Exercice court a –
D'après l'extrait ci-dessous sur le Canada et Internet, combien d'utilisateurs ont accédé aux plateformes de médias sociaux à l'intérieur de l'Iran ?

Extrait choisi –
À cet égard, le Canada a offert de la formation sur l’utilisation sécuritaire de technologies de connexion à des journalistes citoyens et à des militants en Syrie, en Égypte et en Azerbaïdjan.
Dans certains pays, le Canada mène actuellement des activités de « diplomatie directe » avec des communautés d’intérêts civils et politiques non étatiques, y compris des agents d’influence en ligne, afin de les aider à opérer des changements politiques positifs dans leurs milieux respectifs.
L’appui du Canada au Dialogue mondial sur l’avenir de l’Iran en est un exemple.
Bien que nous n’ayons pas d’ambassade en Iran, les plateformes de médias sociaux créées dans le cadre de ce dialogue ont permis aux Iraniens de diffuser de l’information que leur gouvernement a cherché à filtrer et à bloquer.
L’initiative a remporté un vif succès — plus de 4,5 millions d’utilisateurs dans le pays ont accédé à ces plateformes à l’intérieur de l’Iran —, et nous prévoyons élargir cette approche.
Gouvernance d’Internet
Voilà certains des moyens que nous pouvons prendre et que nous prenons pour combattre les menaces posées à Internet en ce moment.
Pour combattre ces menaces à long terme, nous devons nous assurer que l’avenir qu’Internet n’est pas déterminé seulement par les gouvernements, mais aussi par le secteur privé et la société civile.

Exercice court b –
Mettez à jour le passage du listing qui va du début jusqu'à la ligne contenant « 209, 884, 505, 1280 » incluse, en remplaçant « green leaf blade » par « green grass blade » sans rien modifier d'autre.

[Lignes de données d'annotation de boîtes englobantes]
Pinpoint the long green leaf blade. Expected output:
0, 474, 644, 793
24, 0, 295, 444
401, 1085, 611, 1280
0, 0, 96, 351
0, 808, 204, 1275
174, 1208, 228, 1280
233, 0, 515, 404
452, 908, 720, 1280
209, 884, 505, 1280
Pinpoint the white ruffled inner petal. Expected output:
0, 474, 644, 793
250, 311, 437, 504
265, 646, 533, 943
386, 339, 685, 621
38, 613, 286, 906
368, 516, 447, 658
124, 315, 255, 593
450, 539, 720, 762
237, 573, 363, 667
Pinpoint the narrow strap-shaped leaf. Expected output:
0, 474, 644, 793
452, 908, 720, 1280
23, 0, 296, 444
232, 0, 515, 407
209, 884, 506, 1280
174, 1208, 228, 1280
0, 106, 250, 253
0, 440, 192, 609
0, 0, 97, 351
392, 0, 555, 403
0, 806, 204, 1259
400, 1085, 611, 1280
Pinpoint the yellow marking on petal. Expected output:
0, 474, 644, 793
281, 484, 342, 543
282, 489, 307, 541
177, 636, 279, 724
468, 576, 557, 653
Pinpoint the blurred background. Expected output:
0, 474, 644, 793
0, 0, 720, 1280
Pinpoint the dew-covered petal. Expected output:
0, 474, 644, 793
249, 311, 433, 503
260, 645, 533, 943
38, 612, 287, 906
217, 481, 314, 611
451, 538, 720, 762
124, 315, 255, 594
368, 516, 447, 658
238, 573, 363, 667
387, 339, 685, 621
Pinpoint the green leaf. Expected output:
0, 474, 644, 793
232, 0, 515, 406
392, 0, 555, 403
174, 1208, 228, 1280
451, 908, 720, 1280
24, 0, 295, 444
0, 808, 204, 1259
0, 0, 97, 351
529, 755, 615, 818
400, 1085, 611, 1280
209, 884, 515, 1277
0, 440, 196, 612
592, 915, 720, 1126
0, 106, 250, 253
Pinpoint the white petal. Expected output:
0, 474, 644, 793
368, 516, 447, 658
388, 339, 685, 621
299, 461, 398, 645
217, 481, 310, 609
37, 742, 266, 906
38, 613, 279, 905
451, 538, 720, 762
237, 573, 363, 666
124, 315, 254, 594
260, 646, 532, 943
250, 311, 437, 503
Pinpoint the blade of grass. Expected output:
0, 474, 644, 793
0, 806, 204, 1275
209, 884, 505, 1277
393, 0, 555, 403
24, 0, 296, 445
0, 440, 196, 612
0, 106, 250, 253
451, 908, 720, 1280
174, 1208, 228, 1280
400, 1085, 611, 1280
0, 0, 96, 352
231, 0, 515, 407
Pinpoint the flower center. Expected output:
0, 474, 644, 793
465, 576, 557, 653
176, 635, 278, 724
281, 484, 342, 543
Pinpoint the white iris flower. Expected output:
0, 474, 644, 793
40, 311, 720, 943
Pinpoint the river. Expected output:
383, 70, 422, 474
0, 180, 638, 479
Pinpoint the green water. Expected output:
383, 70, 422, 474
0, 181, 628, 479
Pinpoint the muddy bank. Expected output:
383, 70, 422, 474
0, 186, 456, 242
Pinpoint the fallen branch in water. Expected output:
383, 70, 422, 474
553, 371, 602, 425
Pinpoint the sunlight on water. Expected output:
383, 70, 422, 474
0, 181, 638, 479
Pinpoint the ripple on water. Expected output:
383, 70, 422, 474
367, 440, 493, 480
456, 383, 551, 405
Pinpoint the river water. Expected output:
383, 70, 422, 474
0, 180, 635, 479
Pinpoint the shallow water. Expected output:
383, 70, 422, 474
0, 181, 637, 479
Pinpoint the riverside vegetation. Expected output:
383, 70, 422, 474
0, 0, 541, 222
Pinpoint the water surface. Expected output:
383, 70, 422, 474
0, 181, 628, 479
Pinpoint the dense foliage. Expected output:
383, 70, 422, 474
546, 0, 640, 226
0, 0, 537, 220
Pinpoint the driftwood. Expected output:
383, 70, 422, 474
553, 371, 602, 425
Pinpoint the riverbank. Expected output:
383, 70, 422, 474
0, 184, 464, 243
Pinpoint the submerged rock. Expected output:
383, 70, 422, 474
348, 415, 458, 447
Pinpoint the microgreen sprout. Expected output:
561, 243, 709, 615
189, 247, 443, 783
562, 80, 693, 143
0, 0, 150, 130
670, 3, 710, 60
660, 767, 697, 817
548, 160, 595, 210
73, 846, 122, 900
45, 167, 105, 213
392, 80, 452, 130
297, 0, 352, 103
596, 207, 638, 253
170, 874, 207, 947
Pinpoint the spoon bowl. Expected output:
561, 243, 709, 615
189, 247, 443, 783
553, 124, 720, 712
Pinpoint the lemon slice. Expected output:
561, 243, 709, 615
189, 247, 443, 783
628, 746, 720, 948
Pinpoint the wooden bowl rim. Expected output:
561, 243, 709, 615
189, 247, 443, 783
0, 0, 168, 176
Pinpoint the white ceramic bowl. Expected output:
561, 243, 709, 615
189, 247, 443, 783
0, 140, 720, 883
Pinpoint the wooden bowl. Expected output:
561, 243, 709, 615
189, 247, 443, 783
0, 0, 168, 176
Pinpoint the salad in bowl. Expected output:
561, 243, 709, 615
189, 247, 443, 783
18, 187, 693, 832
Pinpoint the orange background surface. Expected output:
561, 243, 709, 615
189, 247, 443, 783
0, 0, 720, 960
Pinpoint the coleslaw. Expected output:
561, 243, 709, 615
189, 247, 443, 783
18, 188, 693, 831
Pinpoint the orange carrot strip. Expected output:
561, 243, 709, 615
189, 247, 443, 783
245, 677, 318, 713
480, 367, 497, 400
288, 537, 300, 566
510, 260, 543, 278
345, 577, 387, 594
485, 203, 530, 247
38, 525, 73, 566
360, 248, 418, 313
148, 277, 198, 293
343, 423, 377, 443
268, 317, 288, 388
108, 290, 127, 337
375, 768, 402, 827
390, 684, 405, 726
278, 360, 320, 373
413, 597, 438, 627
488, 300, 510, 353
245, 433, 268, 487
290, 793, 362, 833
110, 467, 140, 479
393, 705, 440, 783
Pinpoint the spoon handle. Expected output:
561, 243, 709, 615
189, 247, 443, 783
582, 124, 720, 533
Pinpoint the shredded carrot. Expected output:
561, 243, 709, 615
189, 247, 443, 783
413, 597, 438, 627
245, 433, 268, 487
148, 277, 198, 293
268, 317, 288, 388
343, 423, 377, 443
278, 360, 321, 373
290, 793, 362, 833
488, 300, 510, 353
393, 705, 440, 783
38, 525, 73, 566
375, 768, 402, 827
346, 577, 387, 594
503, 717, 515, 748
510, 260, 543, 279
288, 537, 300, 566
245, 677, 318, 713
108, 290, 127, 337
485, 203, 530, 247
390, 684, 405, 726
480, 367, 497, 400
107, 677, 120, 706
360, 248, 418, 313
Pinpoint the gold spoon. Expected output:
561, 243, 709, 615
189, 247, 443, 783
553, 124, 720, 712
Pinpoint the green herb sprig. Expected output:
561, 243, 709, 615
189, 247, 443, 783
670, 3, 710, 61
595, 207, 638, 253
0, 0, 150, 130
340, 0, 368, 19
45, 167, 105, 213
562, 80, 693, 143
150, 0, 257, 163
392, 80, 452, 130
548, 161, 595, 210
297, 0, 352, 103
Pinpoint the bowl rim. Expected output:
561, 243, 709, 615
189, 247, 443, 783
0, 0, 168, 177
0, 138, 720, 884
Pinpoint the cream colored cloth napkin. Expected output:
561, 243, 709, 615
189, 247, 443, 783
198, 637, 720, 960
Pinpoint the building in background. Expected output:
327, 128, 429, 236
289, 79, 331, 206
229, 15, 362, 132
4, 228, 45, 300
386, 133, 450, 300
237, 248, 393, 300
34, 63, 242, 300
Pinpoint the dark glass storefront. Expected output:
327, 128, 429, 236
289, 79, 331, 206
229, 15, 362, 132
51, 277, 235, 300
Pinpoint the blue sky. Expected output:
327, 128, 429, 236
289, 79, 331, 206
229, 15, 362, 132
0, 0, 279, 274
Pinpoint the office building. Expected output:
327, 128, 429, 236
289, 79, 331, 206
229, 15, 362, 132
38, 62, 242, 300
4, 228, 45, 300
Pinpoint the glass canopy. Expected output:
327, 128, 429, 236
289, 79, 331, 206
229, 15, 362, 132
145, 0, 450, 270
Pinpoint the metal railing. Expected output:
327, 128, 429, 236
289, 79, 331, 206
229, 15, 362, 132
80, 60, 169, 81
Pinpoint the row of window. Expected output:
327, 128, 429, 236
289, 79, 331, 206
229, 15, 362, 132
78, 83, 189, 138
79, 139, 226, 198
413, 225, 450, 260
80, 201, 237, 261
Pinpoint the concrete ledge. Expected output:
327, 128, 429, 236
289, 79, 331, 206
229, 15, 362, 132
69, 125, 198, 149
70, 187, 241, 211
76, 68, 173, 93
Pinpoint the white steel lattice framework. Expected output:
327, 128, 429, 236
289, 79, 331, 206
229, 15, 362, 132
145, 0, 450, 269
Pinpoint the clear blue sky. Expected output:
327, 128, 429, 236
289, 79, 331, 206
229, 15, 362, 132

Réponse attendue a –
Plus de 4,5 millions d'utilisateurs.

Réponse attendue b –
Pinpoint the long green grass blade. Expected output:
0, 474, 644, 793
24, 0, 295, 444
401, 1085, 611, 1280
0, 0, 96, 351
0, 808, 204, 1275
174, 1208, 228, 1280
233, 0, 515, 404
452, 908, 720, 1280
209, 884, 505, 1280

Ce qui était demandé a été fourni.